Entries taken from a collection
==============================
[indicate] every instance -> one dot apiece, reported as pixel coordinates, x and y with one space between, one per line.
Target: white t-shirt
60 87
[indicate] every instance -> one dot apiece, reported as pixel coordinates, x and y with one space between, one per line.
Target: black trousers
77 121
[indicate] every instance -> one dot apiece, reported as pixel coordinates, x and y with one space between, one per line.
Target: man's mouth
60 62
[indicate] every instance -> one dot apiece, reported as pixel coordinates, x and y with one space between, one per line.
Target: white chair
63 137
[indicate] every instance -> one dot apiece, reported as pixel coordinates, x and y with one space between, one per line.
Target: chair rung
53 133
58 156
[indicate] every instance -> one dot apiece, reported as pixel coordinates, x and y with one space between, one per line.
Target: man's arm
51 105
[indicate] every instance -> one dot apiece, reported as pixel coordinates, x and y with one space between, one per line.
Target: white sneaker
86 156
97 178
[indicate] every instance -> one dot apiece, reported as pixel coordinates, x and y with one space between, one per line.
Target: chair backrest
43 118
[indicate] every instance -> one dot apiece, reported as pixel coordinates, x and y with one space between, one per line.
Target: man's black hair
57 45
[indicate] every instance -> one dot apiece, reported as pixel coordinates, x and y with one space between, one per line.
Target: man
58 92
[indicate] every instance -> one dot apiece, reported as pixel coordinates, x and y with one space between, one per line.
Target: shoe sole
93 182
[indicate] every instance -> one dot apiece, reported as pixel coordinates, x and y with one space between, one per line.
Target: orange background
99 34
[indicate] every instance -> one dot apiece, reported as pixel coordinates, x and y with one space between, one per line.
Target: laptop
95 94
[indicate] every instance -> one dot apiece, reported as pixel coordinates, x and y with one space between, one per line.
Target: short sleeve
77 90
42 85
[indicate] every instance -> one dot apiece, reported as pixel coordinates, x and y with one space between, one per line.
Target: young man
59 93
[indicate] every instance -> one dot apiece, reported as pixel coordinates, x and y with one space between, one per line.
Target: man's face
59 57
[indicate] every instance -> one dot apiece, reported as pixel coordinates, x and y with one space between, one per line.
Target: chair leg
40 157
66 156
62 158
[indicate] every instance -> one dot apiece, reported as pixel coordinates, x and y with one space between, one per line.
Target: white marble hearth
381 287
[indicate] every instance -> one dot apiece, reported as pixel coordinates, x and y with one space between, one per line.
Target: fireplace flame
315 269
==============================
▶ _Your goal_
From the first line to the last, repeat the records exactly.

▶ _Result of this exercise_
[indicate] every instance -> one dot apiece, reported as pixel coordinates, x and y with one space between, one per line.
Target: white t-shirt
60 87
[indicate] every instance -> one dot apiece, reported as pixel coordinates, x and y with one space between, one per line.
Target: black trousers
77 121
[indicate] every instance -> one dot apiece, reported as pixel coordinates, x and y with one space between, one per line.
Target: man's mouth
60 62
[indicate] every instance -> one dot apiece, reported as pixel coordinates, x and y with one space between, one per line.
Target: white chair
63 137
[indicate] every instance -> one dot apiece, reported as pixel coordinates, x and y with one space between, one per line.
Target: chair rung
53 133
58 156
[indicate] every instance -> one dot apiece, reported as pixel coordinates, x and y with one space between, one per line.
Target: man's arm
51 105
[indicate] every instance -> one dot apiece, reported as pixel coordinates, x and y with one space between, one per line.
Target: white sneaker
86 156
97 178
[indicate] every instance -> one dot apiece, reported as pixel coordinates, x and y with one space between, one per line.
Target: chair backrest
43 118
[indicate] every instance -> one dot apiece, reported as pixel coordinates, x and y with one space between, one per line.
Target: man's black hair
57 45
[indicate] every instance -> one dot apiece, reported as pixel coordinates, x and y with one space between, one per line.
Target: man
58 92
[indicate] every instance -> one dot apiece, reported as pixel coordinates, x and y with one space between, one per line.
Target: shoe sole
93 182
[indicate] every instance -> one dot apiece, reported as pixel coordinates, x and y with one space between, one per line.
Target: orange background
99 34
[indicate] every instance -> one dot apiece, reported as pixel coordinates, x and y with one space between, one per line.
Target: laptop
95 94
[indicate] every instance -> one dot apiece, reported as pixel coordinates, x and y with one space between, one per line.
Target: short sleeve
77 90
42 85
[indicate] every instance -> one dot apiece, reported as pixel coordinates, x and y with one space between, one per line.
Target: young man
59 93
[indicate] every instance -> one dot apiece, reported as pixel coordinates, x and y with one space between, one per line.
Target: man's face
59 57
[indicate] every instance -> one dot apiece, reported as pixel coordinates, x and y with one space between, one per line.
Target: chair leg
40 157
66 156
62 158
[indicate] every instance -> one dot apiece, reported as pixel coordinates, x and y with one space between, one per line.
Target: white marble hearth
381 287
[indicate] every instance -> one dot apiece, reported as pixel coordinates, x and y with one space between, one per line.
Target: fireplace flame
315 269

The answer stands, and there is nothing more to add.